> _WRITTEN INSTRUCTION_:
Set out the part of the records that opens with the line containing "Pick-planner input: for every instance of the framed picture" and runs through the end of the records as a numbered list, leaving out blank lines. Include only those lines.

> _PROVIDED INFORMATION_:

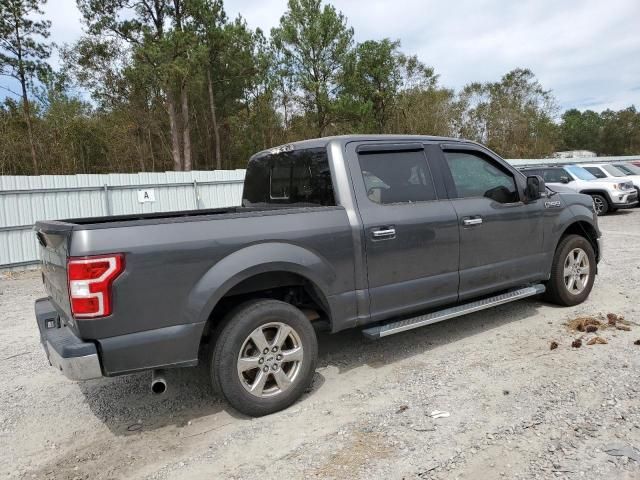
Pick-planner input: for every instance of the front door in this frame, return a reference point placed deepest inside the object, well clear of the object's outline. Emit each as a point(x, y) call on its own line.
point(500, 235)
point(411, 232)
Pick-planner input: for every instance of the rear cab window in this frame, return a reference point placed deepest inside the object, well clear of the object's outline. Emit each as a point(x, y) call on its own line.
point(396, 176)
point(596, 172)
point(293, 178)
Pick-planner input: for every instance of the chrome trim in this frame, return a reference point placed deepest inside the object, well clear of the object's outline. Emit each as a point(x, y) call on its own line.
point(472, 221)
point(389, 232)
point(75, 368)
point(345, 196)
point(457, 311)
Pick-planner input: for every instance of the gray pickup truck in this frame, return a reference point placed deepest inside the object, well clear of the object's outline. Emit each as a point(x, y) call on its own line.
point(387, 233)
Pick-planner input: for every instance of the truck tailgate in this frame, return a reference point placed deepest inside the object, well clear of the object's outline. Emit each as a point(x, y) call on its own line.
point(54, 240)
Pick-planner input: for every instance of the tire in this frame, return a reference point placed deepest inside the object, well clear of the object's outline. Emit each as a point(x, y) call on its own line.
point(237, 367)
point(572, 255)
point(600, 204)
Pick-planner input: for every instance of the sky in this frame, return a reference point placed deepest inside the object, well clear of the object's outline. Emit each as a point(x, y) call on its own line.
point(587, 52)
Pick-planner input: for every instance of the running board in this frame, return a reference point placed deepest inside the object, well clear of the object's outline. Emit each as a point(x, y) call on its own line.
point(457, 311)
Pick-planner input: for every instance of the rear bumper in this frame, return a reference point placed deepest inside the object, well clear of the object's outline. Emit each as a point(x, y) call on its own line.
point(174, 346)
point(75, 358)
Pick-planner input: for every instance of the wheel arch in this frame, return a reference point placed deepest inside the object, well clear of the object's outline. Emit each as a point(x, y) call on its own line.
point(604, 193)
point(259, 268)
point(584, 229)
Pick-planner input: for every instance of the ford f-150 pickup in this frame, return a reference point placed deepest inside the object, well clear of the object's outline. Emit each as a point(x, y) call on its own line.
point(383, 233)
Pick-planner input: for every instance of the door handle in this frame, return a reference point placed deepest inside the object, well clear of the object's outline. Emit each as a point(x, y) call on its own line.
point(468, 222)
point(384, 233)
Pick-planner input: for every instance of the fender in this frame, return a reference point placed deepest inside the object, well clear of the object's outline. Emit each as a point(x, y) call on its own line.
point(577, 210)
point(250, 261)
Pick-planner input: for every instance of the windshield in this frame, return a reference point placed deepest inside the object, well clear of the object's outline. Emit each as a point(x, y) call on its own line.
point(616, 172)
point(628, 168)
point(579, 172)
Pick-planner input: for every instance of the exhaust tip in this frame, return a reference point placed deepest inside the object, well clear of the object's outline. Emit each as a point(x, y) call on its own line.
point(158, 383)
point(158, 387)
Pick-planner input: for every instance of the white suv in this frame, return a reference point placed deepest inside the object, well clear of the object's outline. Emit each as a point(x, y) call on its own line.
point(606, 170)
point(609, 194)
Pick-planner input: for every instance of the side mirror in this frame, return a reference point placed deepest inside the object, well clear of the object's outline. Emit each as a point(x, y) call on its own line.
point(535, 187)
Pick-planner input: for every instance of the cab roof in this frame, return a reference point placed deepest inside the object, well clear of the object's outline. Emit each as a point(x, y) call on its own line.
point(344, 139)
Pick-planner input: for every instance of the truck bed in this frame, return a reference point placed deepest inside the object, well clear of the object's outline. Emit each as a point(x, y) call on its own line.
point(114, 221)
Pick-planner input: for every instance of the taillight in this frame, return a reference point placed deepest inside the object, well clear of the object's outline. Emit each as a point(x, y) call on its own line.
point(90, 280)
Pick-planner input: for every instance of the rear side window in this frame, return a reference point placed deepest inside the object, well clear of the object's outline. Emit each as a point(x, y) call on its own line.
point(555, 175)
point(596, 172)
point(477, 176)
point(396, 177)
point(295, 177)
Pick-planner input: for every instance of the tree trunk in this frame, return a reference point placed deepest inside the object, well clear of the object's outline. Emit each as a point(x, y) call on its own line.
point(153, 157)
point(214, 122)
point(186, 129)
point(25, 101)
point(175, 136)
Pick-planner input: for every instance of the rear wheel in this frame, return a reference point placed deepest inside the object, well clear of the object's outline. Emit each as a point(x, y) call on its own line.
point(600, 204)
point(264, 357)
point(573, 271)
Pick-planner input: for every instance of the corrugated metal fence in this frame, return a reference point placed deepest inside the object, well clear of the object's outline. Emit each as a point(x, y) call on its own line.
point(25, 200)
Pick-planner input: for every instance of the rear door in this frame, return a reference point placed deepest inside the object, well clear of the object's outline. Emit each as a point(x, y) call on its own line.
point(500, 235)
point(410, 229)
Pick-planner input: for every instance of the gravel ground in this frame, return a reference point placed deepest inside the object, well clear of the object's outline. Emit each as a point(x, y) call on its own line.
point(517, 409)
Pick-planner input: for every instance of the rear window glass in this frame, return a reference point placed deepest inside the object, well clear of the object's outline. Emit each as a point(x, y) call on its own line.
point(397, 177)
point(295, 177)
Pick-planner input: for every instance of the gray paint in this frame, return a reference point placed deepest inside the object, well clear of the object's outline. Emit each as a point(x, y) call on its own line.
point(178, 267)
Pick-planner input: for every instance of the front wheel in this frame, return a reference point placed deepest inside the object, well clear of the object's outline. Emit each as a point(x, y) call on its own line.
point(573, 271)
point(264, 357)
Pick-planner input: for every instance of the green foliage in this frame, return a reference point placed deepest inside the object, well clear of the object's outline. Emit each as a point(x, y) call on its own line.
point(174, 84)
point(314, 43)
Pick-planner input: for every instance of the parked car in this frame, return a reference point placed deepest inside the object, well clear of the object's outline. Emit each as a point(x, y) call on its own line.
point(388, 233)
point(607, 170)
point(628, 168)
point(608, 194)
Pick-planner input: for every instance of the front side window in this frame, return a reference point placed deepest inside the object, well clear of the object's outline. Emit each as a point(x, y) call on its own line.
point(295, 177)
point(596, 172)
point(396, 177)
point(477, 176)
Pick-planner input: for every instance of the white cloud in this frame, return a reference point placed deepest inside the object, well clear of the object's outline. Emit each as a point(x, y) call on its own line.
point(586, 51)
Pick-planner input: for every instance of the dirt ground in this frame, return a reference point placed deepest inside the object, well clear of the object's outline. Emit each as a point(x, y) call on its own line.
point(517, 408)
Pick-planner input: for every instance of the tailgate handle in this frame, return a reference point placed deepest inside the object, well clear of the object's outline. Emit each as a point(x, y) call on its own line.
point(42, 240)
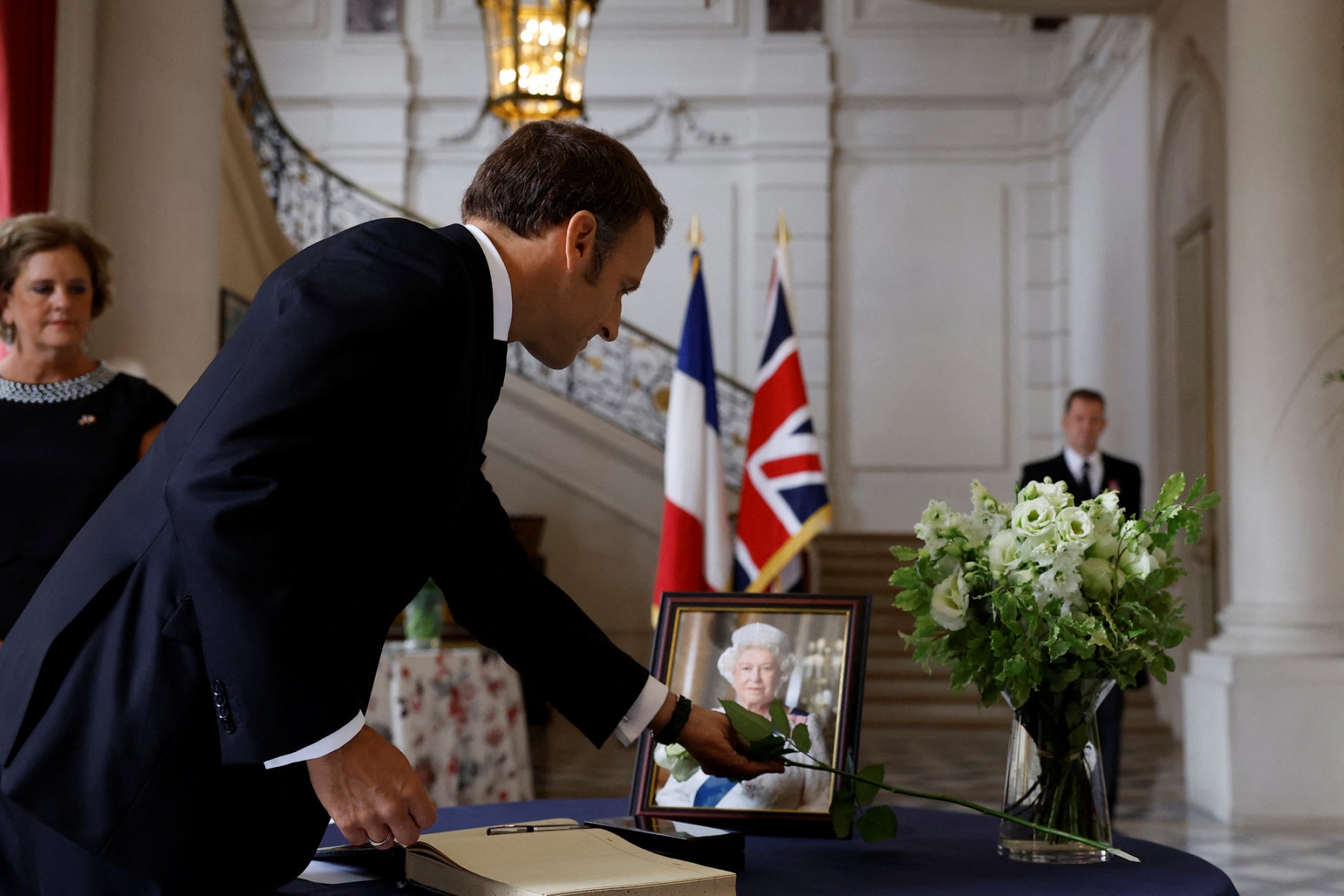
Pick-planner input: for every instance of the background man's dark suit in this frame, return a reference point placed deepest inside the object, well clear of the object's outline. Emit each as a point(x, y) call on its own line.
point(1127, 480)
point(1116, 474)
point(228, 602)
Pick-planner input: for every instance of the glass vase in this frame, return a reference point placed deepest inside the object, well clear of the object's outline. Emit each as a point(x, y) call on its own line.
point(1055, 777)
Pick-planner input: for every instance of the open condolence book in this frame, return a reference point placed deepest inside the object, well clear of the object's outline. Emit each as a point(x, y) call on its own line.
point(554, 862)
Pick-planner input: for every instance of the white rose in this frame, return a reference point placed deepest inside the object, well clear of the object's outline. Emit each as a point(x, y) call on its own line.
point(1001, 551)
point(948, 605)
point(1068, 556)
point(1097, 578)
point(1137, 563)
point(1105, 546)
point(1073, 524)
point(1034, 517)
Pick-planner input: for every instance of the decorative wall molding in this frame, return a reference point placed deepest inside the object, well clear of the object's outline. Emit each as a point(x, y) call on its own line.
point(292, 19)
point(897, 18)
point(1105, 62)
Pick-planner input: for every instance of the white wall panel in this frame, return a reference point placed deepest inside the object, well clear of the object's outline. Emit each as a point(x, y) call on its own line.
point(1109, 265)
point(921, 279)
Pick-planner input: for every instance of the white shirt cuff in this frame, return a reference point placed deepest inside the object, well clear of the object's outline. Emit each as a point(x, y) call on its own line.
point(638, 716)
point(327, 744)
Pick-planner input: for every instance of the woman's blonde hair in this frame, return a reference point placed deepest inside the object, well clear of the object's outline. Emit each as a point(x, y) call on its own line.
point(26, 235)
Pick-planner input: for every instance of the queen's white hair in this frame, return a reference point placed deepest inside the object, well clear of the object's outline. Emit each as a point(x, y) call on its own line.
point(759, 635)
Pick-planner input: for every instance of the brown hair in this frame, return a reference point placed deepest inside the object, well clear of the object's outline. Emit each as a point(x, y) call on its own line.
point(26, 235)
point(550, 169)
point(1088, 395)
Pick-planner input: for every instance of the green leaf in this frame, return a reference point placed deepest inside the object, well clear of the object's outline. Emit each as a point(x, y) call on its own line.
point(841, 812)
point(1172, 489)
point(866, 790)
point(878, 824)
point(803, 738)
point(746, 723)
point(779, 716)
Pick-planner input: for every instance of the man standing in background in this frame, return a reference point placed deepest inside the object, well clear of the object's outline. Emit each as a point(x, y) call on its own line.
point(1088, 472)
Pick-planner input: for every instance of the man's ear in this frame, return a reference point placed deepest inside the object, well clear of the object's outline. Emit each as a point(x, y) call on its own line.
point(579, 240)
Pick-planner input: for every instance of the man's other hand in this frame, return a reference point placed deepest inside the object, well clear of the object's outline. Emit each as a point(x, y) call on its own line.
point(710, 738)
point(371, 791)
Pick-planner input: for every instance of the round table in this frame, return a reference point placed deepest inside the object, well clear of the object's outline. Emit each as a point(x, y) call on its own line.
point(936, 852)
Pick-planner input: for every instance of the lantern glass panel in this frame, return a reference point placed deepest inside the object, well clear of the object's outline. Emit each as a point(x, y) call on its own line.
point(537, 53)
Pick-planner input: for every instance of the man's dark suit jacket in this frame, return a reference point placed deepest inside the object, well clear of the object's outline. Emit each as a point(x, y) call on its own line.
point(1116, 474)
point(228, 601)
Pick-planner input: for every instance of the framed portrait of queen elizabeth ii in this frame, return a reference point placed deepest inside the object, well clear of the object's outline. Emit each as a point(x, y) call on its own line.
point(806, 650)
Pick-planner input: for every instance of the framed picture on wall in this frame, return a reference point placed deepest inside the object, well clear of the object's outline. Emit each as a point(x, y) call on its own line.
point(803, 649)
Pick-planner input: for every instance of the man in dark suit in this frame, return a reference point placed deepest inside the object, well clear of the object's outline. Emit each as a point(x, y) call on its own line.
point(1082, 465)
point(1088, 472)
point(181, 704)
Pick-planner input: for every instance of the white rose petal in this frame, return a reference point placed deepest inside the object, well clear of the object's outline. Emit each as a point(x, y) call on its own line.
point(948, 605)
point(1034, 517)
point(1073, 524)
point(1001, 551)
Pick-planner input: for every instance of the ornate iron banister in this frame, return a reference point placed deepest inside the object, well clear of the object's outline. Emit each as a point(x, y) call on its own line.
point(625, 382)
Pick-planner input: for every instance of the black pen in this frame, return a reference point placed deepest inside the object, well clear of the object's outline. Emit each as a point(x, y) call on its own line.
point(529, 829)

> _RESULT FOR THIS EXERCISE_:
1. Pick-planner input: for every instance of the framed picture on wall in this frame, return a reference point placed deepest inside the object, well clear of the object's outline. Emit each as a point(x, y) call on its own line.
2. point(803, 649)
3. Pick-planner input: for every instance of the man in dark suit in this frame, return a reference point placed deepest inside the object, well clear of the object's outline. Emit each as a point(x, y) call on its own line.
4. point(1082, 465)
5. point(1088, 472)
6. point(181, 704)
7. Pick-planner input: for every instance of the white rose petal in this frame, return a reference point placed deepest inside the object, well clear of the object's outline. Emit each as a point(x, y) call on its own line.
8. point(948, 605)
9. point(1034, 517)
10. point(1073, 524)
11. point(1001, 551)
12. Pick-planner input: for every instance of the ornate iron banister in this frame, return a reference point placed deepest inside the object, well clear of the object's outline. Emit each as a point(x, y) call on its own line.
13. point(625, 382)
14. Pick-planner input: for every instance of the black pen in this frame, return a reference point placed deepest inside the object, well clear of the object's outline. Emit each as a point(x, y) call on its own line.
15. point(529, 829)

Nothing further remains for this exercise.